» **TASK DETAILS**: Using the account of a Saturday drive through Cleveland, Helen, and the mountains, explain why the writers went to the Cabbage Patch Hospital.

» **GIVEN TEXT**:
We averaged more than 10 hour days at the office the past week. So when Saturday arrived, we did a quick housecleaning and started a loop through Cleveland, Helen, and the mountains to do some shopping for some locally produced gift items. We realized that Christmas is around the corner. We learned Cleveland is the home to Cabbage Patch, so we figured it was time to visit the Cabbage Patch Hospital to pick up a newborn for our granddaughter, Lizzie.

The fall leaves had peaked, but we did catch one breathtaking moment as we rounded a corner on the winding road to see brilliant red and yellow leaves glittering in the sun and gently dancing in the breeze like a soft veil along our path.  The Lord was blessing us in those few seconds.  It was a nice afternoon drive and we missed the crowds that clogged the roads the weekends before. We have now traveled the beginning of the Appalachian trail and highway.

» **DATASET**:
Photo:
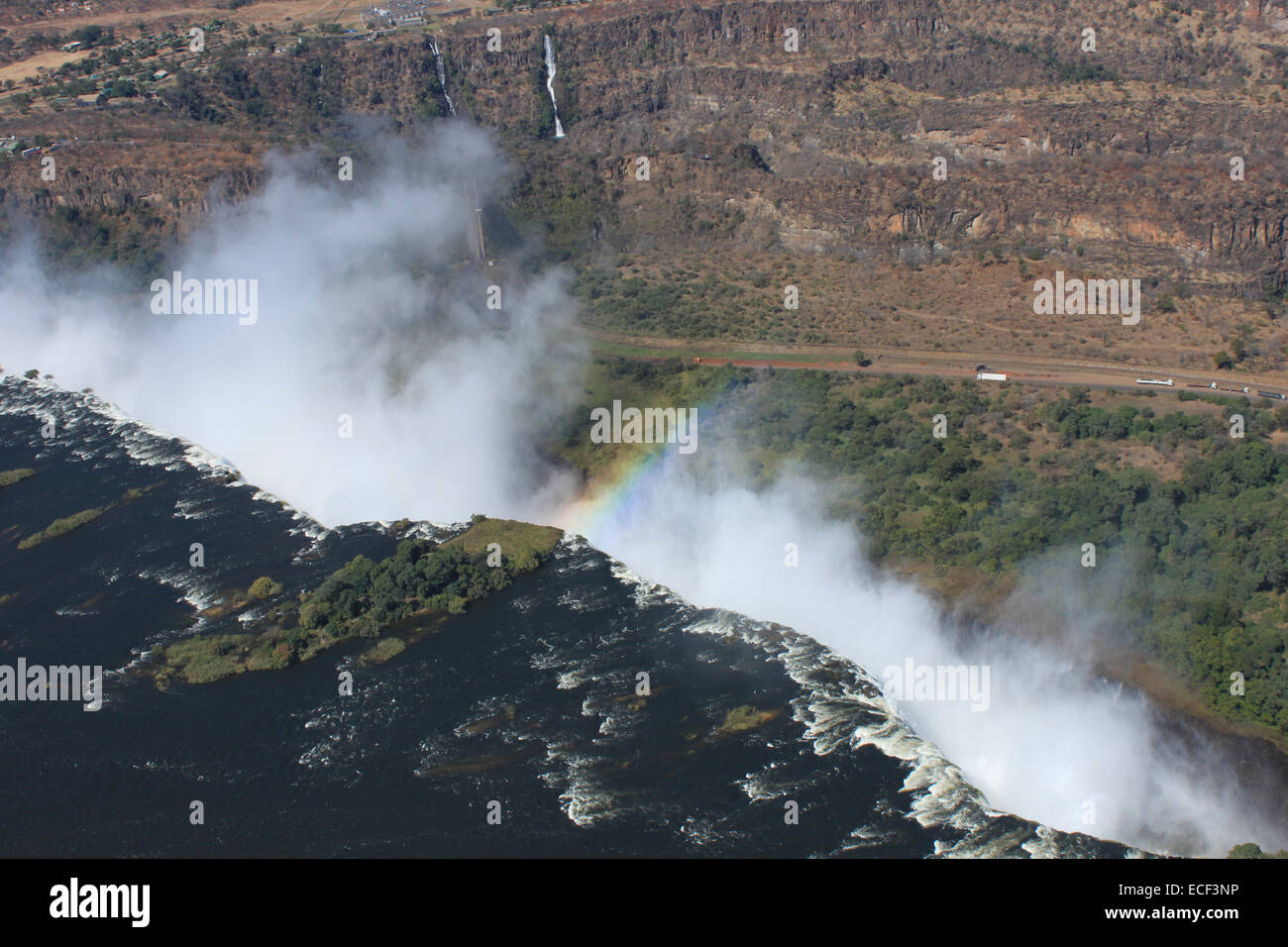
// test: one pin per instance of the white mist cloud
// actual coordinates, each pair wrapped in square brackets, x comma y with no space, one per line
[1055,744]
[365,311]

» **WRITTEN SOLUTION**: They realized Christmas was around the corner and were shopping for locally produced gift items. After learning that Cleveland is the home of Cabbage Patch, they went to the Cabbage Patch Hospital to pick up a newborn for their granddaughter, Lizzie.